Return the entire listing, word for word.

**MATERIAL FOR THE TASK**
──────────────────────────────

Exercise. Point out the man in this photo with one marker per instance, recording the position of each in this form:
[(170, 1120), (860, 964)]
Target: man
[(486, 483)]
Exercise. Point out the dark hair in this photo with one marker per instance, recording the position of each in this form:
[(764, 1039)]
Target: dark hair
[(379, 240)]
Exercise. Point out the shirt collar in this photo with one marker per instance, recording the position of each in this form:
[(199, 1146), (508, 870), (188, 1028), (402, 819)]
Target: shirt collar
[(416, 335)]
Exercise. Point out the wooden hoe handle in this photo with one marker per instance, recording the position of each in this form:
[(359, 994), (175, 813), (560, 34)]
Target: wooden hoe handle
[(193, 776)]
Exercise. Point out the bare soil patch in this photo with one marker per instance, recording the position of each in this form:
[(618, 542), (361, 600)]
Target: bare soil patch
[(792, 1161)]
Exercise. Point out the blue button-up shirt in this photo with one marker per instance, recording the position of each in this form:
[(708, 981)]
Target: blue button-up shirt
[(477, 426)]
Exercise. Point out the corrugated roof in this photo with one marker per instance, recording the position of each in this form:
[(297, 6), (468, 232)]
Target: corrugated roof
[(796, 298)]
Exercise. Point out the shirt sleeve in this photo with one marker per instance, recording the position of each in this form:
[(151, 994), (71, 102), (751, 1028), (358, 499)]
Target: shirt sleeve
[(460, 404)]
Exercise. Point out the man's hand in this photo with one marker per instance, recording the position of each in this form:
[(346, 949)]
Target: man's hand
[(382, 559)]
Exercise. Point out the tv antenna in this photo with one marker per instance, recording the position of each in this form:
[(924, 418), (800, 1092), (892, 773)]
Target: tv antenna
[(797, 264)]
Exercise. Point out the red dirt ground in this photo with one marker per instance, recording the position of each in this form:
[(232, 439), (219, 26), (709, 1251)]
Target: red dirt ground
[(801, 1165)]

──────────────────────────────

**SOLUTION FOR THIS TASK**
Exercise. Point out the man in this photo with one marker per instance, recording the position of each in this form:
[(170, 1120), (860, 964)]
Target: man
[(486, 483)]
Exercise. Point out the dark hair in this photo with one marker per instance, recording the position of each in this form:
[(764, 1039)]
Target: dark hair
[(379, 240)]
Exercise. Point out the shirt collar in this photo with one marker per instance, recording the position of each in this form:
[(199, 1146), (508, 870), (188, 1028), (402, 819)]
Target: shirt collar
[(416, 335)]
Exercise. Point out the wooden hoe handle in this photo with one marker per instance, recording the position of each in this form:
[(359, 994), (175, 813), (560, 34)]
Target: wooden hoe handle
[(193, 776)]
Exercise. Point out the bare soil patch in this photo with one marker per instance, recording the position of each in this form:
[(618, 542), (361, 600)]
Target: bare soil patch
[(792, 1161)]
Exercise. Point out the blue button-up shirt in this photo with one marker per instance, recording the position of each in this form:
[(708, 981)]
Target: blue button-up shirt
[(477, 426)]
Exercise. Point out the corrugated roof in this photo with one marker per instance, recording the position of each in this form:
[(297, 6), (468, 232)]
Target: corrugated roof
[(796, 298)]
Exercise. Point out the shirt sleeve in this photo with one marker per instance, recording the position of each in this form:
[(151, 994), (71, 102), (751, 1028), (358, 499)]
Target: shirt sleeve
[(460, 404)]
Exercise. Point out the man's hand in this photo with one marker per instance, recording the position of each in this form:
[(346, 949)]
Target: man's hand
[(382, 559)]
Exercise. Point out the tv antenna in this photo with one marker per instance, recording the position of each in this form:
[(924, 418), (800, 1092), (892, 773)]
Target: tv antenna
[(797, 264)]
Exercise. Point out the red dirt ground in this photo with one marker per instance, recording the position of each in this form:
[(232, 439), (219, 26), (709, 1251)]
Target: red dirt ground
[(801, 1165)]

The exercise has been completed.